Texto de referência:

--------------------

O HOMEM MAIS RICO DE TODOS OS TEMPOS ERA AFRICANO
Escrito por REGINALDO DOS SANTOS AURESLINO em 03/07/2017
O rei africano Musa Keita I é considerado a pessoa mais rica da história. Segundo a revista Time, Musa é "mais rico do que qualquer pessoa possa descrever."
Considerando que Augusto César, o imperador romano, que, segundo a Time, é a segunda pessoa mais rica da história com patrimônio estimado em US$ 4,6 trilhões, então a fortuna de Musa Mansa, como Musa Keita I ficou conhecido após tornar-se rei, era impressionante.
"Realmente não tem uma maneira de mensurar com precisão a riqueza de Mansa Musa", disse Jacob Davidson da Time.
Mansa Musa governou o Império do Mali no século 14 e seu território era abundante em riquezas naturais - com destaque para o ouro.
Musa Keita I assumiu o poder em 1312. Ele assumiu o título de 'Mansa', que significa 'Rei'. Ele expandiu de maneira exponencial as fronteiras de seu território - totalizando um domínio sobre mais de 3.200 km.
Seu império controlava os territórios dos países que atualmente são a Mauritânia, Senegal, Gâmbia, Mali, Guiné, Burkina Faso, Níger, Nigéria e Chade. Considerando as atuais escalas, ele dominava um território que compreende nove países.
Sua imensa fortuna ficou famosa quando, em 1324, Mansa Musa fez a peregrinação de quase 6.400 km até a cidade de Meca, na Arábia Saudita. O Rei não poupou despesas na viagem. Sua peregrinção à Meca era composta por dezenas de milhares de soldados, civis e escravos. Além de 500 arautos que carregavam, junto de diversos camelos e cavalos, muitas barras de ouro.
Ao passar pela cidade de Cairo, no Egito, Mansa Musa doou tanto ouro e dinheiro que gerou uma crise inflacionária na cidade, desvalorizou o ouro.

--------------------

Enunciado 1: Resuma em duas frases o texto sobre Mansa Musa.
Enunciado 2: Segundo o texto sobre Mansa Musa, em que ano Musa Keita I assumiu o poder?
Enunciado 3: Prossiga o texto sobre Mansa Musa a partir da última frase apresentada.

Dados fornecidos:
--------------------

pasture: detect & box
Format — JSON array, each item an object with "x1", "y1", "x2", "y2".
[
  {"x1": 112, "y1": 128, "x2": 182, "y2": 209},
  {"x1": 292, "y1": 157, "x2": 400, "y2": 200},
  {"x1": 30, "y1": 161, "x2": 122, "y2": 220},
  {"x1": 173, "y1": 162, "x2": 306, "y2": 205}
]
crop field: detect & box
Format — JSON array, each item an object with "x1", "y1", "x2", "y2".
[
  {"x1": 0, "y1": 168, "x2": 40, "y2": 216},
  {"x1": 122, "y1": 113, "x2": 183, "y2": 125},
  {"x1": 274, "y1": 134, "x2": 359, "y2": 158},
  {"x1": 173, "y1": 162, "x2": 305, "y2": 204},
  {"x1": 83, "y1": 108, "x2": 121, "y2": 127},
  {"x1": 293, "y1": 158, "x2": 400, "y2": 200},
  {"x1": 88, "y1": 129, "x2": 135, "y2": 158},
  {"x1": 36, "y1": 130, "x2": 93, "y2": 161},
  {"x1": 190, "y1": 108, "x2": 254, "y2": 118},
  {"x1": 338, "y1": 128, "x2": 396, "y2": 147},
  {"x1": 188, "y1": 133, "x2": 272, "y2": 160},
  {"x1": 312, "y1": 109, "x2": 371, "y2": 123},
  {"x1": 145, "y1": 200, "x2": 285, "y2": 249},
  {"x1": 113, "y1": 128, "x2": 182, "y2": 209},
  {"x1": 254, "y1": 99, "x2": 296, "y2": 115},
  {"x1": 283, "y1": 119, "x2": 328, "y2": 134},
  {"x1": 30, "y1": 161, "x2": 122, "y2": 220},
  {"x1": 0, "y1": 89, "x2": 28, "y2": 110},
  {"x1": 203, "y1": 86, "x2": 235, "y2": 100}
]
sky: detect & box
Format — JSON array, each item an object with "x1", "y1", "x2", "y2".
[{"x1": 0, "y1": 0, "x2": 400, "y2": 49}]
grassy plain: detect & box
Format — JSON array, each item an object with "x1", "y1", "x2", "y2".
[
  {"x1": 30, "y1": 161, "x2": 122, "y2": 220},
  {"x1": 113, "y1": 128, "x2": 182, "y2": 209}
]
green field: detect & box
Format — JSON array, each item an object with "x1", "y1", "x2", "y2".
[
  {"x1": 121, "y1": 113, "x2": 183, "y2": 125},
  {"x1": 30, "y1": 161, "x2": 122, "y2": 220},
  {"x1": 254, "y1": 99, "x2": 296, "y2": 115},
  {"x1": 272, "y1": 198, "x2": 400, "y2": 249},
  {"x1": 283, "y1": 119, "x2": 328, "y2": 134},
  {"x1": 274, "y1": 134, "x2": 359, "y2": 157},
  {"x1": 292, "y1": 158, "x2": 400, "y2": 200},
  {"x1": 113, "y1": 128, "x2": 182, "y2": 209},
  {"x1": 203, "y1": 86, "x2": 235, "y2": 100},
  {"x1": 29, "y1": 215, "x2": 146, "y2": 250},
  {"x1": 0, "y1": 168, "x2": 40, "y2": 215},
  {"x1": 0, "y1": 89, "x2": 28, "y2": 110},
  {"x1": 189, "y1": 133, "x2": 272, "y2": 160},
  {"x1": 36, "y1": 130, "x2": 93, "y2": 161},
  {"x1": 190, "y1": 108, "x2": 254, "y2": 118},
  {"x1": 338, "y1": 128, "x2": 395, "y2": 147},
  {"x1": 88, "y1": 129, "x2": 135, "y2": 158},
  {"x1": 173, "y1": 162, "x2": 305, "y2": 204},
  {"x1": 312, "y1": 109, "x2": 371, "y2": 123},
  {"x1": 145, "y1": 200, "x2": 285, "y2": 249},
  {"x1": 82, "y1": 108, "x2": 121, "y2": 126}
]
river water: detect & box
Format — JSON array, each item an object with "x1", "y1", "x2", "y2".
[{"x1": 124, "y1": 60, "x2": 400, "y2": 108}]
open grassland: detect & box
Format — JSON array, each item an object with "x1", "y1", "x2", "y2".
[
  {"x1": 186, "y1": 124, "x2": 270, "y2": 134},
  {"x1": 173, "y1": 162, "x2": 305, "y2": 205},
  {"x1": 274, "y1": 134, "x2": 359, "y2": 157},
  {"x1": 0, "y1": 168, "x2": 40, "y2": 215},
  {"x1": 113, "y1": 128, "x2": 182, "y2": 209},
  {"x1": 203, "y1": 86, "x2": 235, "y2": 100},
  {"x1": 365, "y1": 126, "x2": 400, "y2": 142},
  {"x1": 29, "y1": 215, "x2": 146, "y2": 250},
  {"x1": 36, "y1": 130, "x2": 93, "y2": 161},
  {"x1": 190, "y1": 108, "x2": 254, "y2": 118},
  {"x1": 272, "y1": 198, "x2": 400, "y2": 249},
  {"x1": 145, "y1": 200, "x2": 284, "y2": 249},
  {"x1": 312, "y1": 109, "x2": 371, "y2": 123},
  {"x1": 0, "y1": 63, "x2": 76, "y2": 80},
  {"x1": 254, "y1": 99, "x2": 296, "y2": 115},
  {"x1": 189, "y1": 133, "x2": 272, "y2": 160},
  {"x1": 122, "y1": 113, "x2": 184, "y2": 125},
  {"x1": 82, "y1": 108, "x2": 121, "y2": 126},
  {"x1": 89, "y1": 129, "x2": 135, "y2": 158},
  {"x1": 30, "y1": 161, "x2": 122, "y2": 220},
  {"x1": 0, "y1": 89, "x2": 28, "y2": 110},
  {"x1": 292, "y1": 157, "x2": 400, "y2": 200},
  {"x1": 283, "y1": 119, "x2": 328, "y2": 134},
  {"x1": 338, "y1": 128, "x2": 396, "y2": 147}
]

--------------------

Resposta esperada 1: Mansa Musa, que governou o Império do Mali no século 14, é considerado a pessoa mais rica da história pela revista Time, e seu território, abundante em ouro, abrangia o que hoje são nove países. Em 1324, ele fez uma peregrinação de quase 6.400 km até Meca com dezenas de milhares de soldados, civis e escravos, e doou tanto ouro e dinheiro no Cairo que provocou uma crise inflacionária na cidade.

Resposta esperada 2: Em 1312.

Resposta esperada 3:
Mansa Musa governou por 25 anos até falecer em 1337, mas deixou um enorme legado de mesquitas, escolas, bibliotecas e museus que persistiu por muitas gerações.
Musa era sobrinho-neto de Sundiata Keita, que havia fundado o Império pouco menos de 80 nos antes. Por muçulmano, embora vinculado ao islamismo com face africana, resolve, em 1324, cumprir um dos cinco pilares de sua religião: a hajj, que determina que o crente adulto e sadio deve visitar Meca pelo menos uma vez na vida.
Isto porque, possivelmente, já os outros quatro pilares – a submissão incondicional a Allah, a esmola dada aos pobres, o jejum durante o Ramadã e as cinco rezas diárias – é de se supor que, certamente, já vinham sendo constantemente executados.
Portanto, é com o intuito de cumprir o pilar que faltava que o Imperador se destina a Meca; e para isto, leva consigo, segundo contam fartas testemunhas da época e historiadores vários, tais como Ibn Batutta, algo, no mínimo, suntuoso:
. 60.000 homens;
. 12.000 servidores, vestindo seda e portando vasos com ouro;
. 80 camelos, carregando entre 50 e 300 quilos de ouro em pó, cada um;
. 500 servas, trazidas por sua esposa sênior, Inari Kunate.
Havia, ainda, incontáveis cavalos, selados ou portando ouro, além de bandeiras e arautos ricamente vestidos, exibindo pompa muito maior que a ostentada por todos os seus antecessores em viagem a Meca.
Esta viagem, segundo ainda historiadores da época, durou, pelo menos, um ano, posto que o Mali alcança o Atlântico, e Meca está na Península Arábica: portanto, foi preciso atravessar toda a África, do ocidente ao oriente, para ir além do Mar Vermelho.
Na passagem Musa, seguindo o rio Níger, visitou diversas cidades importantes: algumas, eram pujantes entrepostos de caravanas e centros de comércio na África Central, para onde a comitiva atraiu comerciantes de tão longe quanto Maiorca e Egito, além de pessoas comuns, incluindo judeus e, logicamente, muçulmanos.
Já no Egito, enviou um presente de 50.000 dinares ao sultão, mesmo antes de decidir-se a permanecer, por lá, por três meses. O sultão, em retorno, lhe emprestou o palácio de verão, certificando-se que sua comitiva fosse muito bem tratada.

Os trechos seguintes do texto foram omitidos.